# [Texte de la page]
++++++++++
L’historien Burkinabé, Joseph Ki Zerbo considérait dans un ouvrage-entretiens, A quand l’Afrique, que les régimes en place ne pouvaient sauver l’Afrique parce qu’ils sont éloignés de leurs populations : « « si nous sommes couchés, nous sommes morts ». Finalement, même le président des Etats-Unis, Barack Obama est allé dans ce sens dans son discours au Ghana en juillet 2009 quand il déclarait que l’Afrique n’avait pas besoin d’hommes forts, mais d’institutions fortes ». Il mettait ainsi en garde les dirigeants africains contre cette propension à rester indéfiniment accrochés au poste de président, alors qu’ils sont souvent illégitimes, usant de tous les moyens pour se maintenir ou prendre le pouvoir, coups d’Etat, corruption, traficotage des élections et changement autoritaire des constitutions, chaque nouveau président tisse sa propre constitution qu’il ne respecte d’ailleurs pas. Ainsi, tous les pays africains souffrent d’illégitimité, les dirigeants refusant l’alternance. Obama avait bien ciblé ces questions dans son discours, mais les choses n’ont pas changé : « « les gouvernements qui respectent la volonté de leur peuple, qui gouvernent par le consentement et non par la coercition, sont plus prospères, plus stables et plus florissants que ceux qui ne le font pas. Il ne s’agit pas seulement d’organiser les élections - il faut voir ce qui se passe entre les scrutins. La répression revêt de nombreuses formes et trop de pays, même ceux qui tiennent les élections sont en proie à des problèmes qui condamnent leur peuple à la pauvreté. Aucun pays ne peut créer des richesses si ses dirigeants exploitent l’économie pour s’enrichir personnellement (…) Personne ne veut vivre dans une société où la règle de droit cède la place à la loi du plus fort et à la corruption. Ce n’est pas la démocratie, c’est de la tyrannie, même si de temps en temps on y sème une élection ça et là, il est temps que ce style de gouvernement disparaisse… L’histoire est du côté de ces courageux Africains, et non dans le camp de ceux qui se servent des coups d’Etat ou qui modifient les constitutions pour rester au pouvoir. L’Afrique n’a pas besoin d’hommes forts, mais de fortes institutions ».
Depuis les indépendances, les pays restent encore prisonniers des puissances coloniales qui, souvent, dans la plupart des cas, ont tout simplement suggéré les noms de ceux qui allaient leur succéder. Certes, les rapports des uns et des autres avec les colonisateurs, les conditions de colonisation et la nature des différents mouvements de libération étaient différentes. La colonisation française, britannique, portugaise, allemande ou hollandaise n’ont pas mis en œuvre les mêmes structures et la même organisation.
++++++++++
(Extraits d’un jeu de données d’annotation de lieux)
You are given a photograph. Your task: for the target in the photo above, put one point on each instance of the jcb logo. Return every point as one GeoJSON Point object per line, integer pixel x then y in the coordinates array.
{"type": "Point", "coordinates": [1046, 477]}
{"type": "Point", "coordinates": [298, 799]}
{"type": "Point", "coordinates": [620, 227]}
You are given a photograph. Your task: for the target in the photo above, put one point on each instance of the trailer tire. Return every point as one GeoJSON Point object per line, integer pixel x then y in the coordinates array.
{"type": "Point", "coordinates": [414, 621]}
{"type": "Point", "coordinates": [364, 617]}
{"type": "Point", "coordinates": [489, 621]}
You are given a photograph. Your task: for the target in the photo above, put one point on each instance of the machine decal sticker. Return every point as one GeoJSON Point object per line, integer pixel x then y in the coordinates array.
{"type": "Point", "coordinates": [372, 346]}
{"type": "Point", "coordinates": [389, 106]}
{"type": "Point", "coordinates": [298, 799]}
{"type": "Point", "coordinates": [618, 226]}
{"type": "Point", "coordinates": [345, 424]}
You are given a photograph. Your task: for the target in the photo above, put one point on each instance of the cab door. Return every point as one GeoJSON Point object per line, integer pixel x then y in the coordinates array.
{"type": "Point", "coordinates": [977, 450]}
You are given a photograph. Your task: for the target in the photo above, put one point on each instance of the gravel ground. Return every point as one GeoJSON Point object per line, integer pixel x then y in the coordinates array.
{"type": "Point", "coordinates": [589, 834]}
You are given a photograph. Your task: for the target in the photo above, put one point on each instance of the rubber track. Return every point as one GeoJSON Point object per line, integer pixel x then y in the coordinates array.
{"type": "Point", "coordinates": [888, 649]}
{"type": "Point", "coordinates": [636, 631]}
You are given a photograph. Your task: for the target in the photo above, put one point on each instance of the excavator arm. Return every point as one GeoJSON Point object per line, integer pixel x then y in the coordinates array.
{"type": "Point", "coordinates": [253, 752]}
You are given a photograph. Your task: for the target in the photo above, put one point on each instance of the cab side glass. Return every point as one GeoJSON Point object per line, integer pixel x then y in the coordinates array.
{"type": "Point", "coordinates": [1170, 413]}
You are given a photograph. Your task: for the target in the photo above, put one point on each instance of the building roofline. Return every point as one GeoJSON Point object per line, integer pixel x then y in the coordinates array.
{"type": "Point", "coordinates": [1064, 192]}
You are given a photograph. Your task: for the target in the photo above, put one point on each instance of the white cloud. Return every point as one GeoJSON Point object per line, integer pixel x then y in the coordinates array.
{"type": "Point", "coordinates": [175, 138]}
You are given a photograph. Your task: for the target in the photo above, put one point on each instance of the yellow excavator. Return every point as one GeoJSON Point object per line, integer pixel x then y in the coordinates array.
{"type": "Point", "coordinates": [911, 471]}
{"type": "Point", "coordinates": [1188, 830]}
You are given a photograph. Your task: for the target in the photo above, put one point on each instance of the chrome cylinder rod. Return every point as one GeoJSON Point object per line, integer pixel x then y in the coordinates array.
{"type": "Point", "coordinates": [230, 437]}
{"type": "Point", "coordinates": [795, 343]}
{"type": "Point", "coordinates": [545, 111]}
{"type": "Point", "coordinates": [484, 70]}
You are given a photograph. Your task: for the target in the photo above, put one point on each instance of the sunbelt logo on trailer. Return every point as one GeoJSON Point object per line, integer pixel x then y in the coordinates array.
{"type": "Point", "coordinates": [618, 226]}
++++++++++
# [Consigne]
Résumez le texte de la page en trois phrases. Le matériel ci-dessus est indépendant du texte de la page.

# [Résultat de l'exercice]
Joseph Ki Zerbo estimait que les régimes en place, éloignés de leurs populations, ne pouvaient pas sauver l’Afrique. Dans son discours au Ghana en juillet 2009, Barack Obama a affirmé que l’Afrique avait besoin d’institutions fortes et non d’hommes forts, mettant en garde les dirigeants qui se maintiennent au pouvoir par les coups d’État, la corruption, le traficotage des élections ou le changement des constitutions, mais les choses n’ont pas changé. Depuis les indépendances, les pays restent prisonniers des puissances coloniales, qui ont souvent suggéré les noms de leurs successeurs, même si les colonisations n’ont pas mis en œuvre les mêmes structures.